- **WORK INSTRUCTIONS**
Each record listed below is to be output exactly as written.

- **SOURCE DATA**
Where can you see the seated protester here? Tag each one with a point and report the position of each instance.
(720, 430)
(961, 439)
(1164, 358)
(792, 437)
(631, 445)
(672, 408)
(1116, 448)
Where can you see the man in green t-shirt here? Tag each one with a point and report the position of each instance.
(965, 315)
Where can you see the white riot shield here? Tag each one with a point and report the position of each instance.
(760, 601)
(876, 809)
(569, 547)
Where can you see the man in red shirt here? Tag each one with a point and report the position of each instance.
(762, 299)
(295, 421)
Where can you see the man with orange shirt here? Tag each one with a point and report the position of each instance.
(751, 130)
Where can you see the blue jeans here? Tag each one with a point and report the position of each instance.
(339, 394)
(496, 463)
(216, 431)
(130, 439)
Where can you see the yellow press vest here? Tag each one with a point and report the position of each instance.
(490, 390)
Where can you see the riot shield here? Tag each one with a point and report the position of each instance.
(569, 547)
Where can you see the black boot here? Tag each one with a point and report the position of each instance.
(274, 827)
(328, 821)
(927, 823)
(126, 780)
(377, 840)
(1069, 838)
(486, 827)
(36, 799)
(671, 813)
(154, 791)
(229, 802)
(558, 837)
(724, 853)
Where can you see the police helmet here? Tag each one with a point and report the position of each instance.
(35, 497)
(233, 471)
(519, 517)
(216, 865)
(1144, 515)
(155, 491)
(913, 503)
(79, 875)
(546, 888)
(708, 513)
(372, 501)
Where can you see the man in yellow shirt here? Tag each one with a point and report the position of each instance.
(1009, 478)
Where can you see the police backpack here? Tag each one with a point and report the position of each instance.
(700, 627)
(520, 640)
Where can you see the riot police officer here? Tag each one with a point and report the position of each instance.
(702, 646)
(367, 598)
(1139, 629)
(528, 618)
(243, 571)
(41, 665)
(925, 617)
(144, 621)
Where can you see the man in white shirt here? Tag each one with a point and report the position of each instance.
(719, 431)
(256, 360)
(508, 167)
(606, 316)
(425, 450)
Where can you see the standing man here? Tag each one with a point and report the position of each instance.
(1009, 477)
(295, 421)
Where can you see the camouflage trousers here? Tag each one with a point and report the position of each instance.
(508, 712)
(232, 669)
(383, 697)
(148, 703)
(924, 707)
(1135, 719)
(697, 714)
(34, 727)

- **OUTPUT**
Where can you see the seated protester here? Tag each one with a point and report the position of each instance.
(720, 430)
(961, 439)
(1164, 358)
(792, 437)
(631, 445)
(672, 408)
(1116, 448)
Where can you see the man in green t-shirt here? Tag each one with a point and report the position of each instance.
(965, 315)
Where can you see the white riot shield here? Tag each one with a point and report the position of each instance.
(760, 601)
(876, 809)
(569, 547)
Where can you see the man in red shirt here? Tag each one with a point and report the position of each instance.
(762, 299)
(295, 421)
Where can you see the man with orange shirt here? Tag each one with a point and report the position of each instance.
(751, 130)
Where can you see the blue jeans here? Tag each one with a point and report the position of each instance.
(339, 394)
(496, 463)
(216, 431)
(130, 439)
Where can you see the yellow press vest here? Tag each one with a point and report the position of each instance.
(490, 390)
Where can you see the riot shield here? Tag each one with a point and report the position of each instance.
(569, 547)
Where can you see the black boot here? Tag each one with a point and report the position of each instance.
(274, 827)
(328, 821)
(927, 823)
(126, 780)
(377, 840)
(1069, 838)
(486, 827)
(36, 799)
(671, 813)
(154, 791)
(229, 802)
(558, 837)
(724, 853)
Where can you see the police helmet here? Tag each one with a point and report the position of each instance.
(35, 497)
(233, 471)
(519, 517)
(216, 865)
(1144, 515)
(155, 491)
(913, 503)
(79, 875)
(546, 888)
(708, 513)
(372, 501)
Where can you see the man in yellow shirt here? Tag each one with a point and report the position of each instance.
(1009, 478)
Where can you see the police backpack here? Tag each one with a point and report the position of each instance.
(700, 627)
(520, 640)
Where can you see the riot police officer here? Tag each one with a point and report the position of each instance.
(702, 646)
(367, 598)
(1139, 629)
(528, 618)
(243, 571)
(41, 665)
(925, 617)
(144, 621)
Where can you see the man in white shirt here? Tag each one with a point and report the position of each instance.
(719, 431)
(256, 360)
(508, 167)
(606, 316)
(425, 450)
Where can you see the standing man here? Tag each one with a point and report the position of each instance.
(1009, 477)
(295, 421)
Where can you see the camouflage trousers here? Tag each one with a point and report the position of each instance.
(508, 712)
(232, 669)
(383, 697)
(148, 703)
(924, 707)
(1135, 719)
(697, 714)
(34, 727)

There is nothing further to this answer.